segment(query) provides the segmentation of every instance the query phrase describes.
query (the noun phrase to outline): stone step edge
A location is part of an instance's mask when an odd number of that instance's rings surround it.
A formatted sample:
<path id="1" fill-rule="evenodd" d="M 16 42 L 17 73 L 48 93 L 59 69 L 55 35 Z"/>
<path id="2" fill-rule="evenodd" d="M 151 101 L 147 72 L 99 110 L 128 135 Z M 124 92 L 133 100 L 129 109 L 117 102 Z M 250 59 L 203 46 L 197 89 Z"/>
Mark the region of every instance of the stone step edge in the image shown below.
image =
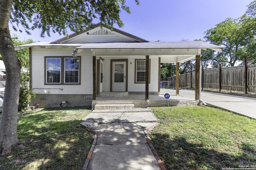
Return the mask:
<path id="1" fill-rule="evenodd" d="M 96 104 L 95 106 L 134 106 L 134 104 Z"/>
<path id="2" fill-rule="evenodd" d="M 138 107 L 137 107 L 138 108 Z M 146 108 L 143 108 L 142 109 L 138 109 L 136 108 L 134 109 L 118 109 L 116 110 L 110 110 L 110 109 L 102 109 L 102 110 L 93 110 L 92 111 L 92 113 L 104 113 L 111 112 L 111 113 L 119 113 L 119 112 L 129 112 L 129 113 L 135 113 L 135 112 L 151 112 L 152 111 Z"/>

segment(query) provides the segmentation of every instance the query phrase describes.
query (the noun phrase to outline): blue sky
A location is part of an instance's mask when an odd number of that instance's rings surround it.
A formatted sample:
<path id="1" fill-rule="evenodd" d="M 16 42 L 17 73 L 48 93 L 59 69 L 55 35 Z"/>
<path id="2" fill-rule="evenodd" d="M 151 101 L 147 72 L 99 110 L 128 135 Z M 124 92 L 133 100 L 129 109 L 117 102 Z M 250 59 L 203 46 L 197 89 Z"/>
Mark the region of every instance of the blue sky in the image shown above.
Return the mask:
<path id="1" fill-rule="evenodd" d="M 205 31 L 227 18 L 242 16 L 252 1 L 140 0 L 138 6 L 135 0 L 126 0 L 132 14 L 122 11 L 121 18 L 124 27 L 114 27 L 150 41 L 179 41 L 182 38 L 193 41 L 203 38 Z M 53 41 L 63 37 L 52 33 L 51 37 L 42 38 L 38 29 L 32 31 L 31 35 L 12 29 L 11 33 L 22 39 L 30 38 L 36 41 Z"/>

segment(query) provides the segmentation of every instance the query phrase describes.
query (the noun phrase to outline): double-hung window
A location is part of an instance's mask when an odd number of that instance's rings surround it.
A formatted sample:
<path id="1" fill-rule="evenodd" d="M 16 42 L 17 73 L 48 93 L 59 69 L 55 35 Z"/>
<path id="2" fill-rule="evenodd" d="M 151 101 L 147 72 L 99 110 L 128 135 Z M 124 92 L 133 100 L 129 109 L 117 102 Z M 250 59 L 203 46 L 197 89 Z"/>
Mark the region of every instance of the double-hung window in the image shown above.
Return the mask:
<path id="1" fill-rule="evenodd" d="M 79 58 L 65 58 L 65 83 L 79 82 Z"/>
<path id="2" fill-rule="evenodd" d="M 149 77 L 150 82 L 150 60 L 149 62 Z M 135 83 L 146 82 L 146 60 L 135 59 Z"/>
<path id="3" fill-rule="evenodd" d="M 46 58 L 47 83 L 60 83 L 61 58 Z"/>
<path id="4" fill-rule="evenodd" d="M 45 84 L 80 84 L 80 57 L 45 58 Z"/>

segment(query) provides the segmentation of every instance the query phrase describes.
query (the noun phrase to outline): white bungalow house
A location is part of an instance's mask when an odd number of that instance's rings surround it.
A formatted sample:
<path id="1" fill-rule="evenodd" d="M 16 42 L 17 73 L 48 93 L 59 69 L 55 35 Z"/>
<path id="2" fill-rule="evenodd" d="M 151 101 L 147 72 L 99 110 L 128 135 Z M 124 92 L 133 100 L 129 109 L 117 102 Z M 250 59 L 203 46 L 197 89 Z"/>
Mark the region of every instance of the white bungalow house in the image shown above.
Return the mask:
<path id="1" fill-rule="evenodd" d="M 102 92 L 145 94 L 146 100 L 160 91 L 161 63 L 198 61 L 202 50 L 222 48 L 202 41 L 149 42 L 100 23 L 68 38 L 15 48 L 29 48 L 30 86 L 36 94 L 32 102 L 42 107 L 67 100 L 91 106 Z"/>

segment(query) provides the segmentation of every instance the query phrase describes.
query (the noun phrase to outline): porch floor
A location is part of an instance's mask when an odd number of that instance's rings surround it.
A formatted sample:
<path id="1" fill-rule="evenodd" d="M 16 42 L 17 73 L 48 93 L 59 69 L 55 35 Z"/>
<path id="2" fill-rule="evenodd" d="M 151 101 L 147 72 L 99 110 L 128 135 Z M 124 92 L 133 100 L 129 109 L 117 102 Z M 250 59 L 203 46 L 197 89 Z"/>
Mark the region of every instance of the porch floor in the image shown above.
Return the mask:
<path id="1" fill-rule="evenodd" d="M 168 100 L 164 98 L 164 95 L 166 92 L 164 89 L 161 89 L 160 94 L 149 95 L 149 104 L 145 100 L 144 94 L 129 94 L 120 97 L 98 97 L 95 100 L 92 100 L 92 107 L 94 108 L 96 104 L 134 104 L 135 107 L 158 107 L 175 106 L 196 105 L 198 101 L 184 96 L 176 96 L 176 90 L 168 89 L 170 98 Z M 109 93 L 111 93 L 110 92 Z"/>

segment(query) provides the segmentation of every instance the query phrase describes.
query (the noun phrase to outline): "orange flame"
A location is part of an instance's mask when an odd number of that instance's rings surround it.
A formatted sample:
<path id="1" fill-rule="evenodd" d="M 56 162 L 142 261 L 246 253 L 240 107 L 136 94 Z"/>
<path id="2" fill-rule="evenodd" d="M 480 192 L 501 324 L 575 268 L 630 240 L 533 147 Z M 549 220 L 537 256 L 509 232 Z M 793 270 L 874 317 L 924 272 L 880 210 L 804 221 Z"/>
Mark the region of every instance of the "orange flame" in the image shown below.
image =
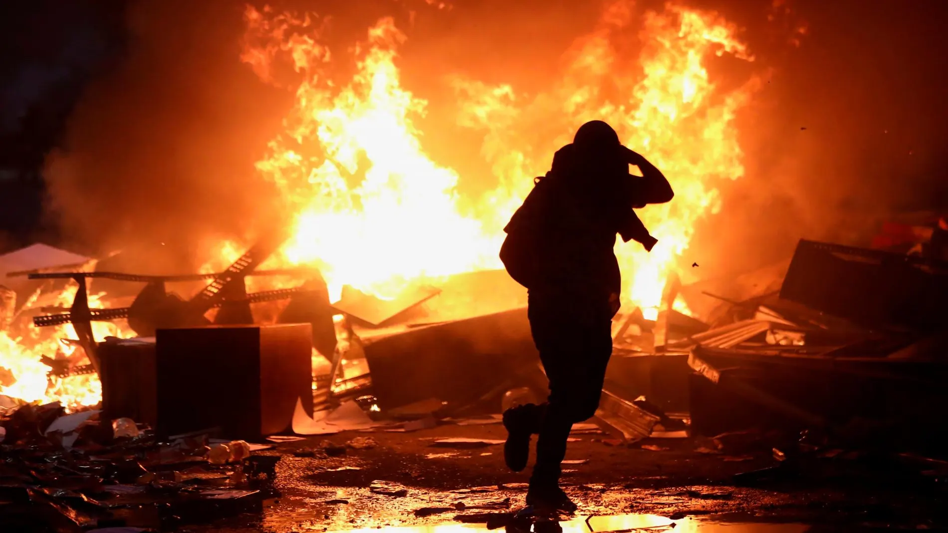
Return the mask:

**STATED EXERCISE:**
Locate each line in the rows that includes the word "above", and copy every such line.

**WRITTEN ANSWER:**
Mark the region of every instance of the blue sky in the image shown above.
Mark the region of every instance of the double-hung window in the image shown above.
Mark the region of every instance of the white bungalow house in the image shown above.
Mark the region of every instance of the porch floor in the image shown above.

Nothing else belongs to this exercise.